• _Your goal_: Please quote the material exactly, every line of it.

• _Records excerpted from a collection_:
## Start

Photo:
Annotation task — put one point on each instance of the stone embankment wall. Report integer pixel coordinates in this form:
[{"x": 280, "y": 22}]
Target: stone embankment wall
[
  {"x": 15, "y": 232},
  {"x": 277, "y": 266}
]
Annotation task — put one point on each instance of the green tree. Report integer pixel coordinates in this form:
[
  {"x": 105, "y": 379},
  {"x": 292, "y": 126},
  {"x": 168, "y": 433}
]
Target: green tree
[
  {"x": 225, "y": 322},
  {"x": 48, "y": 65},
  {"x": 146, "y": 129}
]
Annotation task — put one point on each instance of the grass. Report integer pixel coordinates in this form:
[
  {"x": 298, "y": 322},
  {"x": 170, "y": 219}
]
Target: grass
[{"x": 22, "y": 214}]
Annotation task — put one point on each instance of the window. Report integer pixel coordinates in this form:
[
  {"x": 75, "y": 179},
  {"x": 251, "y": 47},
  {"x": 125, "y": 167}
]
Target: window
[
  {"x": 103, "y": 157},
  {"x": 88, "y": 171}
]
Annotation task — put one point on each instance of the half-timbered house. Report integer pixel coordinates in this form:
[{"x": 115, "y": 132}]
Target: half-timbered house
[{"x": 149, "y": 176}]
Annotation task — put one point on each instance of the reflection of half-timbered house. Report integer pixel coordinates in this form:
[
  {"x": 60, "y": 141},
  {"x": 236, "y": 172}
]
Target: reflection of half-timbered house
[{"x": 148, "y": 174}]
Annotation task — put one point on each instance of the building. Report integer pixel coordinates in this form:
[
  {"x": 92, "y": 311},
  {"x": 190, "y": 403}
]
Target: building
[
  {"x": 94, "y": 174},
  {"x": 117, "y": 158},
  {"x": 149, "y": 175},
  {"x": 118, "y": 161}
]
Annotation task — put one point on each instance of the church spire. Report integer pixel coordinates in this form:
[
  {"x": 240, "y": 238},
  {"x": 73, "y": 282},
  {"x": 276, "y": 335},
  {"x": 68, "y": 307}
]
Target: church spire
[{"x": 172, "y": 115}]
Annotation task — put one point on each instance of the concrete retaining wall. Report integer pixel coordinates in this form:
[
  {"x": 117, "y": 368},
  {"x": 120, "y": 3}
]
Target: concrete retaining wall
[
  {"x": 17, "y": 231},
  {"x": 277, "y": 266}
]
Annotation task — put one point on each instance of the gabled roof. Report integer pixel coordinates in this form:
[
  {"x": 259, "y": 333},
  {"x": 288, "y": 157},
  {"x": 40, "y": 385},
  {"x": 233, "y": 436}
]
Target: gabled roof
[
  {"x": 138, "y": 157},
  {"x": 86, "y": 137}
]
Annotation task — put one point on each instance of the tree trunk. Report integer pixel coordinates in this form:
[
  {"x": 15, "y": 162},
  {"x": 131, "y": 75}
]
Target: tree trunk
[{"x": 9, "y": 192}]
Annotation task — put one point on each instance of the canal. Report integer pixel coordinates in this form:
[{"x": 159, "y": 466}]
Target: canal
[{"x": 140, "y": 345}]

## End

• _Result for this task_:
Photo:
Annotation task — put one point on each instance of the stone embankment wall. Report integer pixel coordinates in this form:
[{"x": 280, "y": 22}]
Target: stone embankment wall
[
  {"x": 15, "y": 232},
  {"x": 277, "y": 266}
]
Annotation task — put one point on each instance of the green tree. Report integer pixel coordinates in this form:
[
  {"x": 105, "y": 379},
  {"x": 292, "y": 126},
  {"x": 168, "y": 433}
]
Target: green tree
[
  {"x": 225, "y": 322},
  {"x": 48, "y": 65},
  {"x": 146, "y": 129}
]
Annotation task — put one point on each instance of the grass. Report integer pixel coordinates in this form:
[
  {"x": 298, "y": 322},
  {"x": 170, "y": 219}
]
Target: grass
[{"x": 22, "y": 214}]
Annotation task — put one point on each instance of the window. Report integer pixel coordinates in this form:
[
  {"x": 75, "y": 179},
  {"x": 251, "y": 47},
  {"x": 125, "y": 167}
]
Target: window
[
  {"x": 103, "y": 157},
  {"x": 88, "y": 171}
]
Annotation task — put one point on each instance of the half-timbered house. Report integer pixel coordinates in this form:
[{"x": 115, "y": 132}]
Target: half-timbered house
[{"x": 149, "y": 176}]
Annotation task — put one point on each instance of the reflection of half-timbered house. Report integer pixel coordinates in this form:
[
  {"x": 60, "y": 141},
  {"x": 236, "y": 172}
]
Target: reflection of half-timbered house
[{"x": 148, "y": 174}]
Annotation task — put one point on each instance of the building. Report integer pixel coordinates in this form:
[
  {"x": 92, "y": 311},
  {"x": 190, "y": 403}
]
Target: building
[
  {"x": 94, "y": 174},
  {"x": 117, "y": 158},
  {"x": 149, "y": 175},
  {"x": 118, "y": 161}
]
Annotation task — put one point on each instance of the church spire. Report integer pixel coordinates in this form:
[
  {"x": 240, "y": 238},
  {"x": 73, "y": 282},
  {"x": 276, "y": 335},
  {"x": 68, "y": 307}
]
Target: church spire
[{"x": 172, "y": 115}]
Annotation task — put one point on each instance of the concrete retaining wall. Report integer pixel coordinates in this form:
[
  {"x": 117, "y": 368},
  {"x": 120, "y": 3}
]
Target: concrete retaining wall
[
  {"x": 17, "y": 231},
  {"x": 277, "y": 266}
]
Annotation task — put one point on each instance of the gabled roof. Report integer pixel coordinates in this form:
[
  {"x": 259, "y": 333},
  {"x": 288, "y": 157},
  {"x": 40, "y": 385},
  {"x": 233, "y": 436}
]
Target: gabled roof
[
  {"x": 138, "y": 157},
  {"x": 86, "y": 137}
]
Annotation task — put one point on each instance of the tree trunk. Report integer pixel coordinates in this form:
[
  {"x": 15, "y": 162},
  {"x": 131, "y": 75}
]
Target: tree trunk
[{"x": 9, "y": 192}]
Annotation task — put one point on each instance of the canal. Report integer pixel coordinates in this form:
[{"x": 159, "y": 466}]
Target: canal
[{"x": 140, "y": 345}]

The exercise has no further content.